### Stored records
········
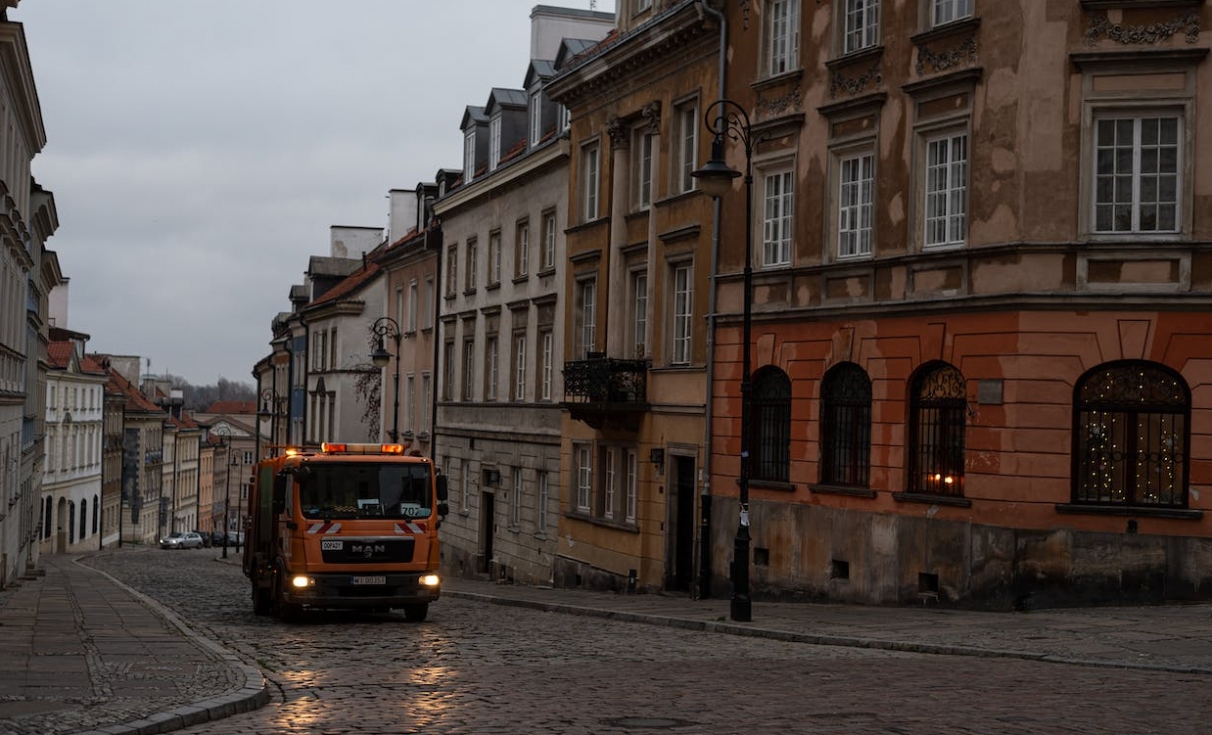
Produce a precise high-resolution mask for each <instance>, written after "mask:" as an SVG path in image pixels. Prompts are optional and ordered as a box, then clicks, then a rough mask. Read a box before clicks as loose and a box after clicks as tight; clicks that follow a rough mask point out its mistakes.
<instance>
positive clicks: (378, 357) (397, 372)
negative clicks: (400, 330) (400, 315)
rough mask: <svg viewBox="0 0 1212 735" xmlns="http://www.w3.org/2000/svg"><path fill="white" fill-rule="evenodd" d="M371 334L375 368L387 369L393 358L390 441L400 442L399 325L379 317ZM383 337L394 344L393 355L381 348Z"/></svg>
mask: <svg viewBox="0 0 1212 735" xmlns="http://www.w3.org/2000/svg"><path fill="white" fill-rule="evenodd" d="M371 334H373V335H375V336H376V337H377V338H378V342H377V344H376V347H375V352H372V353H371V363H372V364H373V365H375V366H376V368H379V369H382V368H387V365H388V363H390V361H391V358H395V374H394V375H393V376H391V382H393V386H394V400H393V401H391V431H390V437H391V441H393V443H395V441H399V440H400V337H401V336H402V335H401V334H400V324H399V323H396V320H395V319H391V318H390V317H379V318H378V319H376V320H375V324H373V325H372V326H371ZM383 337H391V341H393V342H395V354H391V353H390V352H388V351H387V349H385V348H384V347H383Z"/></svg>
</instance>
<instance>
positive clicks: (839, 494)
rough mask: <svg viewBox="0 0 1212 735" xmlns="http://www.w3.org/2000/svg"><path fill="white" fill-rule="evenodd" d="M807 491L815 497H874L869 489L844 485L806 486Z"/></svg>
mask: <svg viewBox="0 0 1212 735" xmlns="http://www.w3.org/2000/svg"><path fill="white" fill-rule="evenodd" d="M808 491H810V492H813V494H816V495H848V496H851V497H875V495H876V492H875V490H871V489H870V488H857V486H856V488H851V486H846V485H808Z"/></svg>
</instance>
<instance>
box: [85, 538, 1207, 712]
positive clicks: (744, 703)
mask: <svg viewBox="0 0 1212 735" xmlns="http://www.w3.org/2000/svg"><path fill="white" fill-rule="evenodd" d="M217 555H218V551H217V549H204V551H199V552H162V551H159V549H124V551H122V552H120V553H107V554H101V555H97V557H93V558H91V559H88V564H90V565H93V566H96V568H97V569H101V570H103V571H105V572H107V574H109V575H112V576H114V577H115V579H118V580H120V581H122V582H125V583H127V585H130V586H132V587H135V588H137V589H139V591H141V592H143V593H144V594H148V596H150V597H153V598H154V599H156V600H158V602H160V603H161V604H164V605H166V606H168V608H171V609H172V610H175V611H176V613H177V614H178V615H181V616H182V617H184V619H187V620H188V621H189V623H190V626H191V627H193V628H194V629H195V631H198V632H201V633H204V634H205V636H207V637H210V638H212V639H215V640H216V642H218V643H221V644H222V645H223V646H225V648H228V649H230V650H233V651H235V653H238V654H239V655H240V656H241V657H244V659H245V660H246V661H247V662H248V663H251V665H253V666H257V667H258V668H261V670H262V671H263V672H264V673H265V676H267V678H268V679H269V680H270V682H271V684H273V688H274V693H273V697H271V701H270V703H269V705H268V706H265V707H263V708H261V710H257V711H255V712H250V713H246V714H240V716H236V717H233V718H229V719H224V720H222V722H215V723H208V724H204V725H196V727H194V728H190V729H187V730H181V731H182V733H216V734H219V733H222V734H228V735H242V734H259V735H285V734H303V733H308V734H332V735H336V734H342V735H347V734H350V735H362V734H367V735H368V734H387V733H427V734H442V735H445V734H476V735H480V734H487V733H492V734H496V733H501V734H518V735H521V734H527V735H532V734H553V735H573V734H582V733H583V734H590V733H594V734H600V733H662V731H668V733H687V734H690V733H693V734H696V735H734V734H738V733H745V734H772V735H773V734H776V733H777V734H787V733H804V734H839V733H846V734H854V735H868V734H893V733H894V734H898V735H937V734H943V735H957V734H976V733H979V734H1007V735H1010V734H1024V735H1025V734H1028V733H1030V734H1031V735H1040V734H1051V733H1056V734H1070V733H1081V734H1087V735H1088V734H1094V735H1098V734H1115V735H1122V734H1128V733H1131V734H1147V733H1149V734H1170V733H1173V734H1179V733H1183V734H1188V733H1195V731H1204V730H1205V729H1206V727H1207V722H1208V720H1210V718H1212V702H1210V700H1208V697H1207V696H1206V691H1207V688H1208V685H1210V683H1212V682H1210V680H1208V678H1207V677H1205V676H1199V674H1176V673H1168V672H1143V671H1120V670H1110V668H1096V667H1081V666H1065V665H1057V663H1040V662H1030V661H1021V660H1011V659H976V657H956V656H934V655H921V654H904V653H893V651H882V650H869V649H862V648H839V646H823V645H808V644H797V643H784V642H776V640H768V639H762V638H744V637H733V636H725V634H719V633H703V632H691V631H681V629H676V628H668V627H659V626H648V625H639V623H629V622H614V621H604V620H598V619H590V617H582V616H576V615H562V614H554V613H541V611H534V610H527V609H520V608H508V606H501V605H491V604H482V603H478V602H473V600H465V599H456V598H444V599H441V600H440V602H439V603H438V604H435V605H434V606H433V608H431V610H430V617H429V620H428V621H427V622H424V623H419V625H412V623H406V622H405V621H404V619H402V615H399V614H391V615H366V616H362V615H358V616H354V615H326V616H321V617H313V619H310V620H308V621H305V622H302V623H298V625H285V623H281V622H278V621H275V620H268V619H259V617H255V616H253V614H252V608H251V604H250V603H248V599H247V597H248V596H247V591H246V586H245V580H244V576H242V574H241V571H240V568H239V564H238V563H235V562H234V557H233V558H230V559H229V560H228V562H227V563H223V562H216V557H217Z"/></svg>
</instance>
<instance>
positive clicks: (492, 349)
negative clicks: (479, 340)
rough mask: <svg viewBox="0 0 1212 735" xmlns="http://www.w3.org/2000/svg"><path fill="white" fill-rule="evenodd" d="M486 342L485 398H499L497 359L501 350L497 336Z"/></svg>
mask: <svg viewBox="0 0 1212 735" xmlns="http://www.w3.org/2000/svg"><path fill="white" fill-rule="evenodd" d="M486 342H487V344H486V346H485V348H484V399H485V400H497V359H498V352H499V349H498V346H497V337H496V336H491V337H488V338H487V340H486Z"/></svg>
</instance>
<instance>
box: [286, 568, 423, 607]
mask: <svg viewBox="0 0 1212 735" xmlns="http://www.w3.org/2000/svg"><path fill="white" fill-rule="evenodd" d="M285 582H286V583H285V585H284V586H282V587H284V596H285V598H286V602H287V603H292V604H299V605H303V606H305V608H313V609H384V608H404V606H406V605H416V604H425V603H431V602H434V600H436V599H438V598H439V597H440V596H441V582H440V581H439V579H438V575H434V574H431V572H406V574H399V572H398V574H348V572H325V574H297V575H290V576H288V577H287V579H286V580H285ZM427 582H429V583H427Z"/></svg>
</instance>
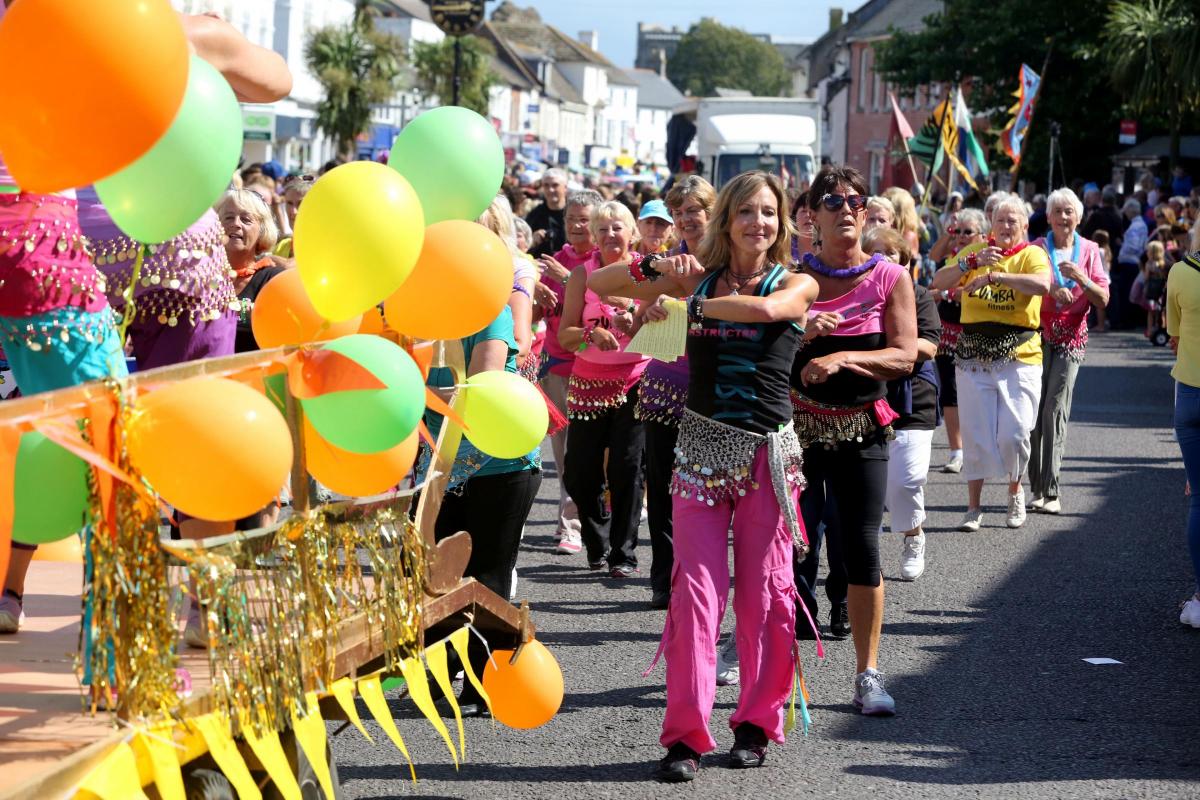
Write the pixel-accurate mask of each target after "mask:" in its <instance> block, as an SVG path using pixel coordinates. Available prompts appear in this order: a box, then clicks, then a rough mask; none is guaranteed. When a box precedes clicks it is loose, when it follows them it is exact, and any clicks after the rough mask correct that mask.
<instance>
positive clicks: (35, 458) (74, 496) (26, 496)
mask: <svg viewBox="0 0 1200 800" xmlns="http://www.w3.org/2000/svg"><path fill="white" fill-rule="evenodd" d="M88 470H89V467H88V464H86V462H84V461H83V459H82V458H79V457H78V456H76V455H74V453H72V452H71V451H68V450H65V449H64V447H61V446H59V445H56V444H54V443H53V441H50V440H49V439H47V438H46V437H44V435H42V434H41V433H37V432H36V431H29V432H26V433H24V434H22V437H20V445H19V446H18V449H17V465H16V470H14V473H16V474H14V476H13V519H12V537H13V540H14V541H18V542H23V543H25V545H44V543H47V542H56V541H58V540H60V539H66V537H67V536H70V535H71V534H73V533H76V531H78V530H79V529H80V528H83V525H84V518H85V517H86V515H88V510H89V507H90V495H89V492H88Z"/></svg>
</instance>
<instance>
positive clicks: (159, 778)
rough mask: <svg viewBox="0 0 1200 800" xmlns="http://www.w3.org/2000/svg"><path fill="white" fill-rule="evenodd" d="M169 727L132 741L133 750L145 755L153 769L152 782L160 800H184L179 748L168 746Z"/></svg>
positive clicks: (145, 756) (138, 735)
mask: <svg viewBox="0 0 1200 800" xmlns="http://www.w3.org/2000/svg"><path fill="white" fill-rule="evenodd" d="M170 735H172V729H170V726H161V727H158V728H155V729H154V730H151V732H149V733H139V734H138V735H137V736H134V739H133V748H134V750H136V751H140V752H142V753H144V754H145V758H146V759H148V760H149V762H150V765H151V766H152V768H154V782H155V786H157V787H158V794H160V796H162V800H185V796H186V795H185V794H184V772H182V771H181V770H180V768H179V748H178V747H175V746H174V745H172V744H170Z"/></svg>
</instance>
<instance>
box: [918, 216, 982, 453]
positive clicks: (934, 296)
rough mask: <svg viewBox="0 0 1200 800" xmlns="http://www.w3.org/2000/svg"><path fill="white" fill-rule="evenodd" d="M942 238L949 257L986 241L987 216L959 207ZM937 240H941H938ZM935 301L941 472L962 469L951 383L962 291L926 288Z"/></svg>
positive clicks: (955, 288) (961, 431)
mask: <svg viewBox="0 0 1200 800" xmlns="http://www.w3.org/2000/svg"><path fill="white" fill-rule="evenodd" d="M950 223H952V224H950V227H949V228H947V229H946V236H944V237H943V239H944V240H947V241H948V245H949V247H948V248H947V251H946V255H947V257H953V255H954V254H955V253H958V252H959V251H960V249H962V248H964V247H970V246H971V245H980V243H983V242H985V241H988V219H986V217H984V216H983V211H980V210H979V209H962V210H961V211H959V212H958V213H956V215H955V216H954V217H953V218H952V221H950ZM940 241H941V240H940ZM930 294H932V295H934V299H935V300H937V315H938V317H940V318H941V320H942V338H941V341H938V343H937V359H936V363H937V379H938V381H940V384H941V393H940V395H938V402H940V403H941V405H942V417H943V419H944V420H946V439H947V441H948V443H949V445H950V458H949V461H947V462H946V464H943V465H942V471H943V473H953V474H958V473H961V471H962V429H961V427H960V426H959V390H958V384H955V383H954V348H955V347H958V343H959V333H961V332H962V320H961V315H962V306H961V295H962V290H961V289H959V288H955V289H947V290H944V291H930Z"/></svg>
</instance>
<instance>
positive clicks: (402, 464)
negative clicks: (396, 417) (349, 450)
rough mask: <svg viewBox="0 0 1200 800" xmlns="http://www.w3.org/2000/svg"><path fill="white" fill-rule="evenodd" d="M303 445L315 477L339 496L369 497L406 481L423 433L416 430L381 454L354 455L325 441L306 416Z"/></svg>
mask: <svg viewBox="0 0 1200 800" xmlns="http://www.w3.org/2000/svg"><path fill="white" fill-rule="evenodd" d="M304 443H305V455H306V457H307V459H308V473H310V474H311V475H312V476H313V477H316V479H317V480H318V481H320V482H322V483H323V485H324V486H326V487H329V488H330V489H332V491H334V492H337V493H338V494H346V495H349V497H352V498H367V497H371V495H373V494H383V493H384V492H386V491H388V489H390V488H392V487H394V486H396V485H397V483H400V482H401V481H402V480H404V476H406V475H408V470H410V469H413V462H415V461H416V445H418V444H419V443H420V434H419V433H418V432H416V431H413V433H412V435H409V437H408V438H407V439H404V440H403V441H401V443H400V444H398V445H396V446H395V447H391V449H389V450H384V451H382V452H377V453H367V455H362V453H352V452H349V451H348V450H342V449H341V447H335V446H334V445H331V444H329V443H328V441H325V439H323V438H322V435H320V434H319V433H317V429H316V428H314V427H312V422H310V421H308V417H305V420H304Z"/></svg>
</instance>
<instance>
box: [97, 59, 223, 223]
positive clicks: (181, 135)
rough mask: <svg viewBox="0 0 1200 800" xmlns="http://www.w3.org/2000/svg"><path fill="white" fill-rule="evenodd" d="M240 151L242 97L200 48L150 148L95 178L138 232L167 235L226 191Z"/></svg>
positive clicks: (196, 219) (98, 183)
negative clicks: (129, 164) (178, 97)
mask: <svg viewBox="0 0 1200 800" xmlns="http://www.w3.org/2000/svg"><path fill="white" fill-rule="evenodd" d="M240 156H241V107H240V106H238V98H236V97H235V96H234V94H233V89H230V88H229V83H228V82H227V80H226V79H224V78H223V77H222V76H221V73H220V72H217V71H216V70H215V68H214V67H212V66H211V65H209V62H208V61H205V60H204V59H202V58H199V56H198V55H193V56H192V61H191V66H190V71H188V73H187V91H186V92H185V94H184V103H182V106H181V107H180V109H179V113H178V114H176V115H175V121H174V122H172V125H170V127H169V128H168V130H167V133H164V134H163V137H162V138H161V139H158V142H157V143H155V145H154V146H152V148H151V149H150V150H149V151H148V152H146V154H145V155H144V156H142V157H140V158H138V160H137V161H134V162H133V163H132V164H130V166H128V167H126V168H125V169H122V170H120V172H119V173H116V174H114V175H110V176H108V178H106V179H103V180H100V181H96V194H97V196H98V197H100V199H101V200H102V201H103V203H104V206H106V207H107V210H108V213H109V216H112V217H113V221H114V222H115V223H116V225H118V227H119V228H120V229H121V230H124V231H125V233H126V234H127V235H128V236H130V237H131V239H134V240H137V241H143V242H161V241H167V240H168V239H172V237H174V236H176V235H179V234H181V233H182V231H185V230H187V228H188V227H191V225H192V224H193V223H196V221H197V219H199V218H200V217H202V216H204V212H205V211H206V210H208V209H209V207H210V206H212V204H214V203H216V201H217V200H218V199H220V198H221V194H222V193H223V192H224V191H226V187H227V186H228V185H229V176H230V175H233V172H234V170H235V169H236V168H238V158H239V157H240Z"/></svg>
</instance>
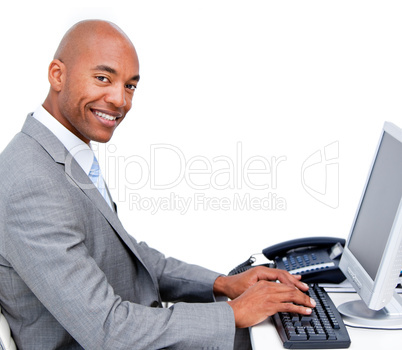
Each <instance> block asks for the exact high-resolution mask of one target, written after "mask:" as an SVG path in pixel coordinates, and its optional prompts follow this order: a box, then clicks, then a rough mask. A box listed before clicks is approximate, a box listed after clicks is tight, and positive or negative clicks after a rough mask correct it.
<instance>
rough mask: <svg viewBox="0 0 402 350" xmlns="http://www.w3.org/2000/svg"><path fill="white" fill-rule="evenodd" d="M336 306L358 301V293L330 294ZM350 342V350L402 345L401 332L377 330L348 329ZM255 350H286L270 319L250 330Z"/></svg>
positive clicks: (398, 330)
mask: <svg viewBox="0 0 402 350" xmlns="http://www.w3.org/2000/svg"><path fill="white" fill-rule="evenodd" d="M329 296H330V297H331V299H332V301H333V302H334V304H335V305H336V306H338V305H340V304H342V303H344V302H347V301H350V300H354V299H357V298H358V296H357V294H356V293H329ZM346 328H347V330H348V332H349V336H350V340H351V341H352V343H351V345H350V347H349V349H352V350H353V349H364V350H371V349H375V350H378V349H397V348H399V347H401V345H402V331H401V330H375V329H358V328H351V327H346ZM250 334H251V341H252V345H253V350H267V349H270V350H276V349H278V350H279V349H284V348H283V345H282V341H281V340H280V338H279V335H278V333H277V331H276V329H275V326H274V325H273V323H272V321H271V320H270V319H267V320H265V321H264V322H262V323H260V324H258V325H256V326H254V327H251V328H250Z"/></svg>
········
### What the task asks
Count the lines in the items above that contain the word "approximate", matching case exactly, and reply with only that number.

### Final answer
1